Other non-interest expenses increased $194 thousand or 6.0% in the third quarter of 2015, and $696 thousand or 7.3% for the first nine months of 2015, as compared to the same periods in 2014. The increases are largely due to tax credit amortization of $158 thousand for the third quarter and $475 thousand for the first nine months of 2015 that was formerly recorded as income tax expense in 2014. Also included in 2015 were expenses totaling $170 thousand for the third quarter and $372 thousand for the first nine months of 2015 to establish a reserve for estimated losses on unfunded credit commitments. This category also includes MSR amortization, legal and professional fees, advertising, printing, mail and telecommunications, none of which had individually significant variances.

 

Income Taxes

 

In the third quarter of 2015, Bancorp recorded income tax expense of $4.4 million, compared to $4.7 million for the same period in 2014. The effective rate for the three month period was 31.9% in 2015 and 32.3% in 2014. Bancorp recorded income tax expense of $12.8 million for the first nine months of 2015, compared to $12.0 million for the same period in 2014. The effective rate for the nine month period was 31.7% in 2015 and 31.4% in 2014. The increase in the effective tax rate from 2014 to 2015 is the result of proportionally lower nontaxable income from the increase in cash value of life insurance and municipal securities, due to higher total pre-tax income. This was partially offset by the effect of amortization of tax credit investments which was recorded in other non-interest expense in 2015 and a component of tax expense in 2014.

 

Commitments

 

Bancorp uses a variety of financial instruments in the normal course of business to meet the financial needs of its customers. These financial instruments include commitments to extend credit and standby letters of credit. A discussion of Bancorp’s commitments is included in Note 9.

 

Other commitments discussed in Bancorp’s Annual Report on Form 10-K for the year ended December 31, 2014, have not materially changed since that report was filed, relative to qualitative and quantitative disclosures of fixed and determinable contractual obligations.

 

 

 

b)

Tasks to perform>
A. In the Bancorp excerpt, condense the paragraph beginning "In the third quarter of 2015, Bancorp recorded income tax expense" into a short bulleted list that keeps its main figures and explanations.
B. Transcribe the Bancorp excerpt word for word from "Bancorp uses a" to "included in Note 9.".

Records supplied>
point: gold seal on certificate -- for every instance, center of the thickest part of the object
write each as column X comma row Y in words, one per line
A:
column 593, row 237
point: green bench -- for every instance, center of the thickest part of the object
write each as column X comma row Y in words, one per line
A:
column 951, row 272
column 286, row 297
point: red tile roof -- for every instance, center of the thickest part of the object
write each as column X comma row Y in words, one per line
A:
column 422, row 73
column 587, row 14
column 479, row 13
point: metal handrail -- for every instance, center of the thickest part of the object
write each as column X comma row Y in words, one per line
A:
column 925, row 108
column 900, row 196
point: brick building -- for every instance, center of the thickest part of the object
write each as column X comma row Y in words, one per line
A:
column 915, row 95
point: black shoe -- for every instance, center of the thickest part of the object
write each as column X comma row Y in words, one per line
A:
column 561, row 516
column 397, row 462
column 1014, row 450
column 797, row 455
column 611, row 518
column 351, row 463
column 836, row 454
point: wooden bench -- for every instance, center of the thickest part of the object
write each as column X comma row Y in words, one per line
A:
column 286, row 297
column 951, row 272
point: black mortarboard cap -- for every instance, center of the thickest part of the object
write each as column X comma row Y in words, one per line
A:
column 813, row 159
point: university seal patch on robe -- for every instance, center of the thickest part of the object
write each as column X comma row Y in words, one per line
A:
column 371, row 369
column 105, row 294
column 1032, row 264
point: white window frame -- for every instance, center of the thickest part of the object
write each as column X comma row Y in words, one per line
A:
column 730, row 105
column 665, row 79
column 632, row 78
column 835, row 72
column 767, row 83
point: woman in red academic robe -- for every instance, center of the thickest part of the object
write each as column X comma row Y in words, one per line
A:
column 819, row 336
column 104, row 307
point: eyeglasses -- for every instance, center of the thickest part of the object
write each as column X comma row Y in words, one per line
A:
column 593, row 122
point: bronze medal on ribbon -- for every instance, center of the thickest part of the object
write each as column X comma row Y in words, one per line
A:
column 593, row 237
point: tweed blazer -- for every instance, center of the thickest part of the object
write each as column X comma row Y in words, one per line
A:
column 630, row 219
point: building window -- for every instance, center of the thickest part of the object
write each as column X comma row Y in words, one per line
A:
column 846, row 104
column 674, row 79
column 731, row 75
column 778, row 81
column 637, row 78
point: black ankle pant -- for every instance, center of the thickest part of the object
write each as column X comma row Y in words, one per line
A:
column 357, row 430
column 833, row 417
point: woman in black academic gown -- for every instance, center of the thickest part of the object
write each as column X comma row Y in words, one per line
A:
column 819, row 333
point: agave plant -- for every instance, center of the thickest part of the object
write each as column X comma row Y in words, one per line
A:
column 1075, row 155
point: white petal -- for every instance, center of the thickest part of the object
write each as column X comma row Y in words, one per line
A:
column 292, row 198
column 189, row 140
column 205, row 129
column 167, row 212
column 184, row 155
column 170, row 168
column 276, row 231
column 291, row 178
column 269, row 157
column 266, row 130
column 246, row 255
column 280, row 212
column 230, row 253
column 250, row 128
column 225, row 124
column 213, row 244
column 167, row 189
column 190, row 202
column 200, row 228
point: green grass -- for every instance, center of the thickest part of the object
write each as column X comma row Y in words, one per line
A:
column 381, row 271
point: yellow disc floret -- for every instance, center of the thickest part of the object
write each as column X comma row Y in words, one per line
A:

Outputs in order>
A.
- Third quarter income tax expense was $4.4 million in 2015 and $4.7 million in 2014. The effective rate was 31.9% in 2015 and 32.3% in 2014.
- Income tax expense for the first nine months was $12.8 million in 2015 and $12.0 million in 2014. The effective rate was 31.7% in 2015 and 31.4% in 2014.
- The effective rate rose in 2015 because higher total pre-tax income made nontaxable income proportionally lower. That nontaxable income came from the increase in cash value of life insurance and from municipal securities.
- A change in the treatment of tax credit investment amortization partly offset the increase. This amortization was recorded in other non-interest expense in 2015 and in tax expense in 2014.

B.
Bancorp uses a variety of financial instruments in the normal course of business to meet the financial needs of its customers. These financial instruments include commitments to extend credit and standby letters of credit. A discussion of Bancorp’s commitments is included in Note 9.